**Set problem A:**
According to the Johnny Test season 2 text, who directed every episode of the season?

**Extract to read:**
- DVD cover
- Showrunner: Scott Fellows
- No. of episodes: 13 (26 segments)

Release
- Original network: Kids' WB (The CW) Teletoon
- Original release: October 28, 2006 – May 12, 2007

Season chronology
- ← Previous Season 1 Next → Season 3

= Johnny Test season 2 =

The second season of the animated television series Johnny Test premiered on October 28, 2006 with "Hoist the Johnny Roger" and "Johnny's Turbo Toy Force" and ended on May 12, 2007 with episodes "Johnny X Strikes Back" and "Johnny vs. Super Soaking Cyborgs". This is the first season to use Adobe Flash instead of digital ink-and-paint, and the first to be produced in Canada instead of America. This season is also the first to be produced by Cookie Jar Entertainment (under the Coliseum Entertainment brand for action-adventure shows) and Collideascope Animation.

This season, along with the first, were released on DVD in a bundle on February 15, 2011 in Region 1.

This season marks the first appearance for Ashleigh Ball as the new voice of Mary Test, Sissy Blakely, and Missy.

==Cast==
- James Arnold Taylor as Johnny Test
- Louis Chirillo as Dukey
- Ashleigh Ball as Mary Test
- Maryke Hendrikse as Susan Test

==Episodes==

All episodes of this season were directed by Joseph Sherman.

**Provided records:**
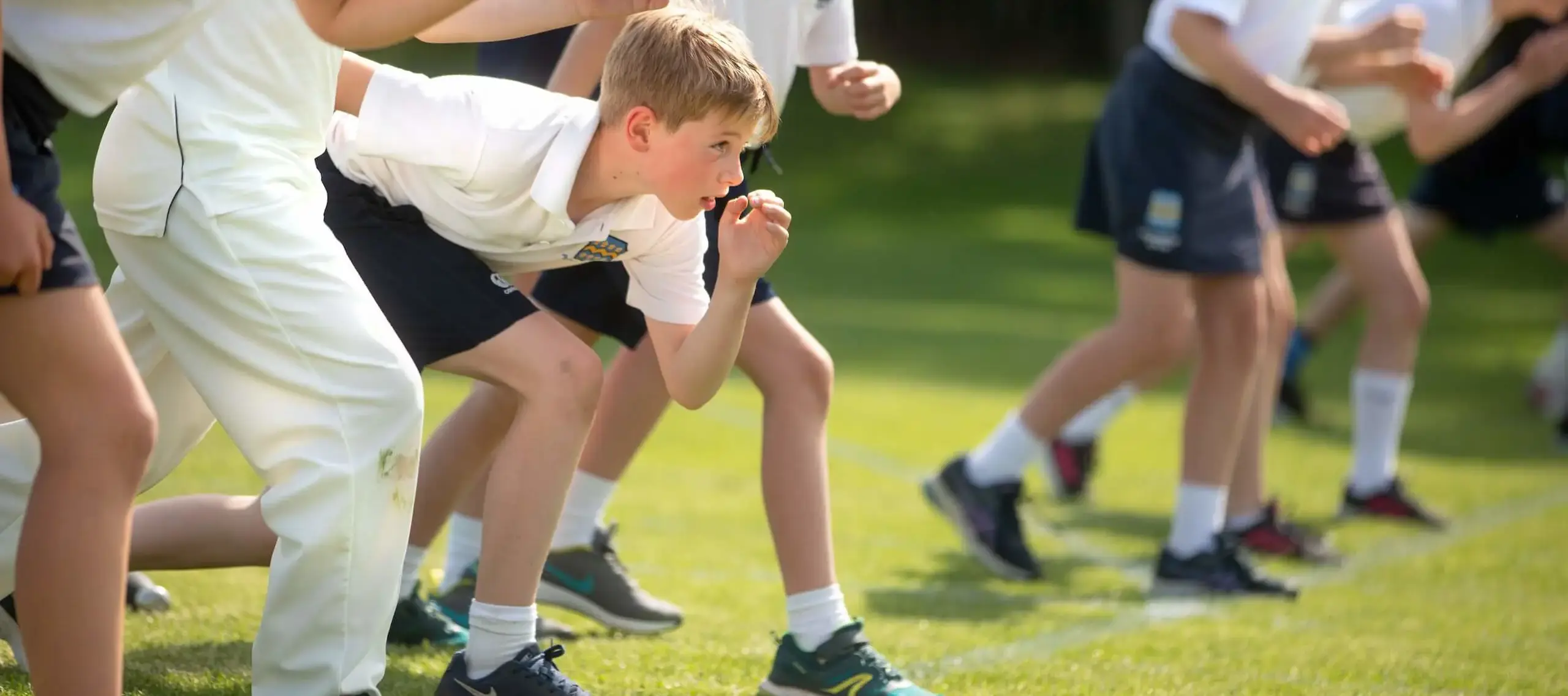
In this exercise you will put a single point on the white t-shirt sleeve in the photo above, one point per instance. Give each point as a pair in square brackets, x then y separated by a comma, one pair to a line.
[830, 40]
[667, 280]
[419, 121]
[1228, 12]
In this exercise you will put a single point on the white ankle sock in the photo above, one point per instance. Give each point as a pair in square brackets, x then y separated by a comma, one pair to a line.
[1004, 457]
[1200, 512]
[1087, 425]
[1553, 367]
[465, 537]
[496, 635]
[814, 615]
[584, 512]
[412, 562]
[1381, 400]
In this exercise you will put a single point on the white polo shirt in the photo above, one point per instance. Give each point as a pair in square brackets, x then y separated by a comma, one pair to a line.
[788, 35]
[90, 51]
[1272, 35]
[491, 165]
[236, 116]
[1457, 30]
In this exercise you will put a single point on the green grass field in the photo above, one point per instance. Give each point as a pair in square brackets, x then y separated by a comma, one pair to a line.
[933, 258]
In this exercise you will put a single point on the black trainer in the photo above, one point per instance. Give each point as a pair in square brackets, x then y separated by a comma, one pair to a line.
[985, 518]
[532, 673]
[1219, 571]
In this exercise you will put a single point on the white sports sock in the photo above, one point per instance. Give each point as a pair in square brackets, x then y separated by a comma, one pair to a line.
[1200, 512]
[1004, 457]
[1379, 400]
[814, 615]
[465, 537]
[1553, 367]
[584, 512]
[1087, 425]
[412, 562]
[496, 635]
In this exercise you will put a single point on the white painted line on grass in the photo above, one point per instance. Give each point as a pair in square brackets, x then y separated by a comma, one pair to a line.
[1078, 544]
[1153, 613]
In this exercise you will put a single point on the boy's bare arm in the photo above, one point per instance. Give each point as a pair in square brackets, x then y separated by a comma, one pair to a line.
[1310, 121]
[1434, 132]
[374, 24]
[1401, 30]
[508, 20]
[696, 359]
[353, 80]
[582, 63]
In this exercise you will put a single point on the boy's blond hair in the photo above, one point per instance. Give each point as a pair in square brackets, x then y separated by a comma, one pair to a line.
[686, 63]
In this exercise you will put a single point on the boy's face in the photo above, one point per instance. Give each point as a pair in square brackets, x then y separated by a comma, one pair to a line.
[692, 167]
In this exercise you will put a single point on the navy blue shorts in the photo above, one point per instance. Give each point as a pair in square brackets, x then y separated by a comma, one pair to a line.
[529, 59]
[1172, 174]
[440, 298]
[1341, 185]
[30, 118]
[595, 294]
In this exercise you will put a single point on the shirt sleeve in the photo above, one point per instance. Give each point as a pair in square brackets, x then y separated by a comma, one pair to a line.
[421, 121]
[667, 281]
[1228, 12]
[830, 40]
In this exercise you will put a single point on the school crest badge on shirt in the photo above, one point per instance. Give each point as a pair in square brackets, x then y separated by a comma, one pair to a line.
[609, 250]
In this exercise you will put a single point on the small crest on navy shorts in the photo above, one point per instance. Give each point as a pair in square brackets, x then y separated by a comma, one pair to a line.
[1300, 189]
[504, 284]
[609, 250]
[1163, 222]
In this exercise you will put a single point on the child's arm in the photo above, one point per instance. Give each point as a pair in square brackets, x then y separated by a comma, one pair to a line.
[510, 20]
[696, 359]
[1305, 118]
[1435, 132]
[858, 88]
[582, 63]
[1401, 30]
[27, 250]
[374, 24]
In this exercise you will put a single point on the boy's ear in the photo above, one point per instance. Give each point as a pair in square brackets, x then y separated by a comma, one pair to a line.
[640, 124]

**Set problem B:**
Rewrite the stretch of the records from their start through the line containing "[1219, 571]", replacing "trainer" with "sneaker" and keeping everything else the same. Leave the pictures out.

**Finished answer A:**
Joseph Sherman

**Finished answer B:**
In this exercise you will put a single point on the white t-shirt sleeve in the photo above, one point per instance. Give each point as a pair in square brackets, x then y separated by a comma, one pair to a line.
[830, 40]
[667, 280]
[419, 121]
[1228, 12]
In this exercise you will put a single point on the white ankle sock in the photo above, one point per instance. Give each point as a pair in square brackets, x then y separated by a comma, one pair to a line.
[1004, 457]
[1200, 512]
[1087, 425]
[1553, 367]
[465, 537]
[496, 635]
[814, 615]
[584, 512]
[412, 562]
[1381, 400]
In this exercise you will put a single point on the white polo shirt in the photo above, one point per instance. Give each point as a pair in square brackets, x then y separated by a comma, one pair to a line.
[788, 35]
[90, 51]
[1272, 35]
[491, 165]
[236, 116]
[1457, 30]
In this exercise you will put a single point on the green grass field in the photo above, one point per instance. Give each point as a pair in square brackets, x then y separated by a comma, one pair to a line.
[933, 258]
In this exercise you will put a single point on the black sneaker in the photo above, one point per instance. Give each point as a pair in square brackets, x then y separated by a comma, one pair to a line.
[985, 518]
[532, 673]
[1219, 571]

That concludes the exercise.